----- Data shown
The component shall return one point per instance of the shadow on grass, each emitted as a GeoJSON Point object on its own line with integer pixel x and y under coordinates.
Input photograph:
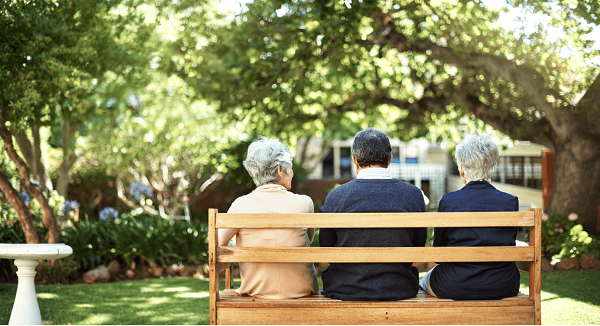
{"type": "Point", "coordinates": [158, 301]}
{"type": "Point", "coordinates": [583, 285]}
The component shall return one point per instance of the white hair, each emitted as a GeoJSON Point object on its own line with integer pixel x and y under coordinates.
{"type": "Point", "coordinates": [478, 156]}
{"type": "Point", "coordinates": [264, 156]}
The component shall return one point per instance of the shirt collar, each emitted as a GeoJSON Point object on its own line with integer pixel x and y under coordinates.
{"type": "Point", "coordinates": [373, 173]}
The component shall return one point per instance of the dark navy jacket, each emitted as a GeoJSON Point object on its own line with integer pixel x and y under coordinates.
{"type": "Point", "coordinates": [354, 281]}
{"type": "Point", "coordinates": [481, 281]}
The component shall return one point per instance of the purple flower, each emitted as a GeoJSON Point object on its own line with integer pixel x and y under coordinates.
{"type": "Point", "coordinates": [108, 212]}
{"type": "Point", "coordinates": [69, 205]}
{"type": "Point", "coordinates": [25, 197]}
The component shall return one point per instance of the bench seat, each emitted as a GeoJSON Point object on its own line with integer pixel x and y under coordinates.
{"type": "Point", "coordinates": [227, 307]}
{"type": "Point", "coordinates": [319, 310]}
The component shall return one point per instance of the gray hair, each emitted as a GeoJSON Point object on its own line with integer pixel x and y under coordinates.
{"type": "Point", "coordinates": [478, 156]}
{"type": "Point", "coordinates": [371, 147]}
{"type": "Point", "coordinates": [264, 156]}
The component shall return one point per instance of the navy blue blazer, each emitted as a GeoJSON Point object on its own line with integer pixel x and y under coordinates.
{"type": "Point", "coordinates": [366, 281]}
{"type": "Point", "coordinates": [481, 281]}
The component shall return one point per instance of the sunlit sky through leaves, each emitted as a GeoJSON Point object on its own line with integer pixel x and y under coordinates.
{"type": "Point", "coordinates": [508, 19]}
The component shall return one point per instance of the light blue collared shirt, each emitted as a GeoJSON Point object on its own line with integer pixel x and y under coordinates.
{"type": "Point", "coordinates": [381, 173]}
{"type": "Point", "coordinates": [373, 173]}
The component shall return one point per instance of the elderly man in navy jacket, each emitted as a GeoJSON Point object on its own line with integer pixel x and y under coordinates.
{"type": "Point", "coordinates": [372, 191]}
{"type": "Point", "coordinates": [477, 157]}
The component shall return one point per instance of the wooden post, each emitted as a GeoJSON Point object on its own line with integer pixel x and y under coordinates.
{"type": "Point", "coordinates": [228, 277]}
{"type": "Point", "coordinates": [547, 175]}
{"type": "Point", "coordinates": [212, 265]}
{"type": "Point", "coordinates": [535, 268]}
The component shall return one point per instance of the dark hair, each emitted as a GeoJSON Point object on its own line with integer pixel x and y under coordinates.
{"type": "Point", "coordinates": [371, 147]}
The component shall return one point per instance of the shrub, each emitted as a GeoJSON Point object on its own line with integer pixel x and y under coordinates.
{"type": "Point", "coordinates": [563, 237]}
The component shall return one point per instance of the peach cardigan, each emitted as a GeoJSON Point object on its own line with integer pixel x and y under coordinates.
{"type": "Point", "coordinates": [273, 280]}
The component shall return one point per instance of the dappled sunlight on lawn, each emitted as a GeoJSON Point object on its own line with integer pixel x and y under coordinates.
{"type": "Point", "coordinates": [193, 295]}
{"type": "Point", "coordinates": [147, 303]}
{"type": "Point", "coordinates": [97, 319]}
{"type": "Point", "coordinates": [569, 298]}
{"type": "Point", "coordinates": [47, 296]}
{"type": "Point", "coordinates": [178, 289]}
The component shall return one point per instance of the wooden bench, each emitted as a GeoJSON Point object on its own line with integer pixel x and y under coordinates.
{"type": "Point", "coordinates": [229, 308]}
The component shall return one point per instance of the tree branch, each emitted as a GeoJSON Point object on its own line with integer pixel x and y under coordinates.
{"type": "Point", "coordinates": [530, 80]}
{"type": "Point", "coordinates": [36, 192]}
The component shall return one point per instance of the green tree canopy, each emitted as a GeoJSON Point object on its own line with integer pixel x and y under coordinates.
{"type": "Point", "coordinates": [300, 68]}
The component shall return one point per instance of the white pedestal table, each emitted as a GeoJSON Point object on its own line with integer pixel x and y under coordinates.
{"type": "Point", "coordinates": [26, 310]}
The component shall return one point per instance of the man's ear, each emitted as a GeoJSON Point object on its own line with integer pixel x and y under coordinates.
{"type": "Point", "coordinates": [355, 162]}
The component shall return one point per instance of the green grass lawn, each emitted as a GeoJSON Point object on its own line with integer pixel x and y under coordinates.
{"type": "Point", "coordinates": [567, 298]}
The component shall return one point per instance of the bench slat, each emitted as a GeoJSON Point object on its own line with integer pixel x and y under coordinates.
{"type": "Point", "coordinates": [377, 316]}
{"type": "Point", "coordinates": [381, 220]}
{"type": "Point", "coordinates": [231, 300]}
{"type": "Point", "coordinates": [373, 255]}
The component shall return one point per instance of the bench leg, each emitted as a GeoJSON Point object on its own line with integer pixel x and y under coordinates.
{"type": "Point", "coordinates": [26, 310]}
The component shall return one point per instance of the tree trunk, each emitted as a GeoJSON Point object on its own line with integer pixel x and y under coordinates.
{"type": "Point", "coordinates": [33, 156]}
{"type": "Point", "coordinates": [40, 171]}
{"type": "Point", "coordinates": [36, 192]}
{"type": "Point", "coordinates": [577, 181]}
{"type": "Point", "coordinates": [69, 158]}
{"type": "Point", "coordinates": [31, 234]}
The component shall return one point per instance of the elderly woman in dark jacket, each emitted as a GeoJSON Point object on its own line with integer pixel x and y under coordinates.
{"type": "Point", "coordinates": [477, 157]}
----------
• [Directions]:
Render the items from the line containing "the elderly woman" through the end of the items, inclusive, as a two-column CSV with the header row text,answer. Give one row per item, with its text and its answer each in a single quoted field and line breaks replaced by spaces.

• [Result of this exercise]:
text,answer
"The component shall return one point per instance of the elderly woman in dark jacket, each emitted as a GeoJSON Point object on its own line with integer pixel x and y under coordinates.","{""type"": ""Point"", ""coordinates"": [477, 157]}"